DIRECTIONS
1. In the text on the Trans-Pacific Partnership negotiations, what share of the proposed free trade bloc's economic aggregate do the United States and Japan account for?
2. Extend the text on the Trans-Pacific Partnership negotiations, picking up after its final sentence.

EXTRACT TO READ
· · · · · · ·

Starting in 2010, the U.S.-led negotiations for the Trans-Pacific Partnership (TPP), a multilateral trade liberalization regime, have been continuing for five years. If U.S. President Barack Obama is to leave a political legacy as "America's first Pacific president" within his term of office, the TPP is his only option. Although the Obama administration urgently hopes to reach a pact in the first half of this year so that it can be put to a vote in Congress before the 2016 elections, the process has dragged on and repeatedly missed deadlines.
The TPP negotiations involve 12 countries in the Asia-Pacific region. Besides the United States, they include Australia, Brunei, Canada, Chile, Japan, Malaysia, Mexico, New Zealand, Peru, Singapore and Viet Nam.
As of the latest talks between chief negotiators of participating countries held in Hawaii in early March, sensitive issues such as tariff reductions and intellectual property protection remain unresolved. Encouragingly, however, major parties involved have expressed optimism that the negotiations will conclude within a couple of months.
The current stalemate actually lies in divides between the United States and Japan over tariff reductions for automobile and agricultural products. The two countries account for 90 percent of the economic aggregate of the proposed free trade bloc. Thus, the negotiations between them will decide the outcome of the entire process. Since the beginning of this year, U.S. and Japanese negotiators have held several intense consultations and reportedly moved closer to an agreement.
The major obstacle the U.S.-Japanese negotiations face shows that competing business interests have a strong influence over domestic politics of both countries. This type of political wrangling has been seen since the early days of their trade friction in the 1980s. Now, the conflict has been expanded from bilateral trade to the regional market.
The United States and Japan also took opposing stances over whether a currency manipulation clause should be included in the partnership agreement. Some U.S. congressmen have insisted on adding such a clause in order to prevent trading partners from gaining export competitiveness by manipulating exchange rates, but Japan, along with Australia and Mexico, have made clear their opposition. One major Japanese negotiator said in early March that if such a clause were to be put on table, it would spell the end of the negotiations.
Moreover, other TPP partners have also raised their respective concerns to be addressed in the negotiations. For example, Malaysia and Viet Nam, both emerging economies, diverge with developed partners on issues concerning state-owned enterprises, labor, environment and intellectual property protection.

· · · · · · ·

DATASET RECORDS
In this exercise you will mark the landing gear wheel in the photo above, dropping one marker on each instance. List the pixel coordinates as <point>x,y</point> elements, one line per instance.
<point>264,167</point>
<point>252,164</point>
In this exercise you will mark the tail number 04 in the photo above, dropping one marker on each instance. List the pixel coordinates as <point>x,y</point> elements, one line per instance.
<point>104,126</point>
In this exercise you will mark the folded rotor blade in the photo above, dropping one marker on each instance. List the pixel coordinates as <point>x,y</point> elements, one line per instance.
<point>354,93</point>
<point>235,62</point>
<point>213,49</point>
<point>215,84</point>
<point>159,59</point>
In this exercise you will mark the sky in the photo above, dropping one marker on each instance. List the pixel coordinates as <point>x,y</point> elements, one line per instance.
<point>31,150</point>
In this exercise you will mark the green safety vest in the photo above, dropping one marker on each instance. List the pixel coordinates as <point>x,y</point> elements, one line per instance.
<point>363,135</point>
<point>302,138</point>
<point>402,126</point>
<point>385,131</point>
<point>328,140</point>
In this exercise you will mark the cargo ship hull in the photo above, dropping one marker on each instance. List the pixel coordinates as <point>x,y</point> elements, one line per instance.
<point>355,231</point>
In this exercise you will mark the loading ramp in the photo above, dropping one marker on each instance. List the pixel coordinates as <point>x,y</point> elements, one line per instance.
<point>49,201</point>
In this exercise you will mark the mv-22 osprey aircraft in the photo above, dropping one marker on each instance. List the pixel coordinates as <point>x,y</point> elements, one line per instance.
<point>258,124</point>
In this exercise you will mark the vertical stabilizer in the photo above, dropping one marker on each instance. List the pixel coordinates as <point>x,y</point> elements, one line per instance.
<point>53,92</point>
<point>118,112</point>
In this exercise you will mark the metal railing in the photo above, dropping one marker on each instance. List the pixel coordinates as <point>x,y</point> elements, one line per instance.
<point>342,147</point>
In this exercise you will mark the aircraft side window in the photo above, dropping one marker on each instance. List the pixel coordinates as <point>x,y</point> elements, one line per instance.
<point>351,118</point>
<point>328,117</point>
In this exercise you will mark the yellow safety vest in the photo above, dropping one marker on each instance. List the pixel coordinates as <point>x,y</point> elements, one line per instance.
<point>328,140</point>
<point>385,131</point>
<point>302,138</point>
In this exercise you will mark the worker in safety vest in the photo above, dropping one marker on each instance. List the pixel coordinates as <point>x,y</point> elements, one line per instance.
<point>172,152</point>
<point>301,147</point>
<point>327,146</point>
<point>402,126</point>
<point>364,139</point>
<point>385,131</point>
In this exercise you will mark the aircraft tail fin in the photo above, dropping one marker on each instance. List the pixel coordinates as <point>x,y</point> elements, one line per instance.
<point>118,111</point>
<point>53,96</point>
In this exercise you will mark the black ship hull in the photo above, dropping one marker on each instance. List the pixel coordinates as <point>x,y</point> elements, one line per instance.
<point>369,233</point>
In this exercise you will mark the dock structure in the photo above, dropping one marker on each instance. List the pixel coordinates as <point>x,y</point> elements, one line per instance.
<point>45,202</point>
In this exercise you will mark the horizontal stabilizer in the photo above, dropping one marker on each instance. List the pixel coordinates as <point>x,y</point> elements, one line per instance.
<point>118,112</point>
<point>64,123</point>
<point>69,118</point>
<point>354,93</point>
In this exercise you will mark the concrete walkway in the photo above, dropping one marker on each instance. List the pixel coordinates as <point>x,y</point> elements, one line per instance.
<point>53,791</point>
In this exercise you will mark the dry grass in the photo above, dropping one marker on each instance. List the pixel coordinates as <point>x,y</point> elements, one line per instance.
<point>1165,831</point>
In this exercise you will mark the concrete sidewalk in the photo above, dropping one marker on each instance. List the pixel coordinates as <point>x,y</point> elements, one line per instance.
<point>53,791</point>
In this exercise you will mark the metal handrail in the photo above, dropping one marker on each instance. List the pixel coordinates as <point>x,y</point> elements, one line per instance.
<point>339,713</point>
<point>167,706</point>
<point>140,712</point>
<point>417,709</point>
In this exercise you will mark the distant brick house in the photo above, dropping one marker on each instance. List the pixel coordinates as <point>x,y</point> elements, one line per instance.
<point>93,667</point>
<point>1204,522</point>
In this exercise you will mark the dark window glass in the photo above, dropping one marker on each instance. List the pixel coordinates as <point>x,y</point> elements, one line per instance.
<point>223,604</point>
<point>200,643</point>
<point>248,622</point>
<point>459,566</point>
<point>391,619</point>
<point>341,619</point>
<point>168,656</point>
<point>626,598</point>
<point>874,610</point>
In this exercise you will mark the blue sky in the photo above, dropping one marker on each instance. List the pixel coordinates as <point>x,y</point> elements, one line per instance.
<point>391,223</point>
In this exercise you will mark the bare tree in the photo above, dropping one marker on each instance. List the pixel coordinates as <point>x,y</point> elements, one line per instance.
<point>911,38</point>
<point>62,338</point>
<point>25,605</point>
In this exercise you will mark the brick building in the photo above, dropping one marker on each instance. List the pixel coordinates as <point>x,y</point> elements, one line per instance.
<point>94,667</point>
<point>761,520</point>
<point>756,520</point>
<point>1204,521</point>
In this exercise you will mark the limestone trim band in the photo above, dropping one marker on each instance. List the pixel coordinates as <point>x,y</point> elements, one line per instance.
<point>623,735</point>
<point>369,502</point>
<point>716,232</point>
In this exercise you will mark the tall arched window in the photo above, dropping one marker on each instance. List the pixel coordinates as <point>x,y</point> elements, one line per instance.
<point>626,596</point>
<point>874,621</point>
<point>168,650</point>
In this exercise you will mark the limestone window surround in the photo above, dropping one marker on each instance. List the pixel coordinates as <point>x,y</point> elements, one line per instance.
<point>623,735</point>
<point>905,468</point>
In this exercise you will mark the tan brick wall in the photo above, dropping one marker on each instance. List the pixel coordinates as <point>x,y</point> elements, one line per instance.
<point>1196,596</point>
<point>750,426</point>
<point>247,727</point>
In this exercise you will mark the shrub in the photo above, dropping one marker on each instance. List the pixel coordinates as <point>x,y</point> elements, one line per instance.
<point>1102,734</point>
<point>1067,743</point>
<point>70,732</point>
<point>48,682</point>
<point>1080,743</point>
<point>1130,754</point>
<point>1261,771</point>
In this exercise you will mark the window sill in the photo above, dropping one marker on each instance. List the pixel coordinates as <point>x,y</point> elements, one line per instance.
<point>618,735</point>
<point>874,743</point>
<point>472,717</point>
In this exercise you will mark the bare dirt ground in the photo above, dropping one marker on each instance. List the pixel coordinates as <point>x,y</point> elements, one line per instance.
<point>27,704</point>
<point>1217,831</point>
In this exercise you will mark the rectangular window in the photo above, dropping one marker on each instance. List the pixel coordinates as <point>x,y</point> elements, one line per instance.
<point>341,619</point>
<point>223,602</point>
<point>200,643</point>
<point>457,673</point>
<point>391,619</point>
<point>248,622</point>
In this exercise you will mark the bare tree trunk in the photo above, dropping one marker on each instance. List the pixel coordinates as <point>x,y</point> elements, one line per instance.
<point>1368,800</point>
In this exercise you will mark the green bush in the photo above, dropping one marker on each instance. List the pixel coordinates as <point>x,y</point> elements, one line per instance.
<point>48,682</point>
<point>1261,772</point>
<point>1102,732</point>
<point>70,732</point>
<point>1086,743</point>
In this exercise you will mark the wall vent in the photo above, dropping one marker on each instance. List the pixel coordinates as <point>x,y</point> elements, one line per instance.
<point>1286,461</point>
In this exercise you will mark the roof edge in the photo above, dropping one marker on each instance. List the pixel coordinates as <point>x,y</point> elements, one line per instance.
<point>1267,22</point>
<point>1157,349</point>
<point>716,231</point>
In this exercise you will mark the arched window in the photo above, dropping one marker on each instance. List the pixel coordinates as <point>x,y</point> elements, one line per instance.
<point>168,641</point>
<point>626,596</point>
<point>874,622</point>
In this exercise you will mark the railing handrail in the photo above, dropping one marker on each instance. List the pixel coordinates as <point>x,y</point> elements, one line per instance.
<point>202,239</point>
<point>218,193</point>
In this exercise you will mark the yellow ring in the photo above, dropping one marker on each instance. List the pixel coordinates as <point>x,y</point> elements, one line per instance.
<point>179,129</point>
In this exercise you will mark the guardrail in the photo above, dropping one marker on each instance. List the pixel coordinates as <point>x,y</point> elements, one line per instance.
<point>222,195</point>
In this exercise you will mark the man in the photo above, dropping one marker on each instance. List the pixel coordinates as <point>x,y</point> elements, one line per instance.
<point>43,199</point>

· · · · · · ·

RESPONSES IN ORDER
1. 90 percent

2.
Another major obstacle facing the TPP negotiations is the Trade Promotion Authority (TPA)--a U.S. legislative procedure, also known as fast-track authority--for which President Obama has not yet received Congressional approval due to opposition by some congressmen critical of trade liberalization. Only when given fast-track authority can the trade agreement skip U.S. Congressional debate and directly go to a vote, in which case, the whole process can be streamlined. The TPA is a sharp weapon for the Obama administration to urge negotiation partners to get on board with proposed agreements. Currently, the U.S. economy is showing a great deal of momentum, and pro-trade Republicans have taken full control of Congress since winning a majority in the Senate in the mid-term elections in November 2014. Thus, compared with several months ago, there is a greater possibility that Obama will secure a fast-track approval. However, the president may have trouble finding sufficient support among the Democrats.
In response, the Obama administration is playing the China Card--exaggerating the challenges from China in order to get fast-track approval to promote the TPP.
Despite being an economic partnership agreement, the political undertones of the TPP are obvious. It is at the core of U.S. "pivot-to-Asia" strategy, and is regarded as another tool by the United States and Japan to mitigate China's rising influence in the Asia-Pacific region.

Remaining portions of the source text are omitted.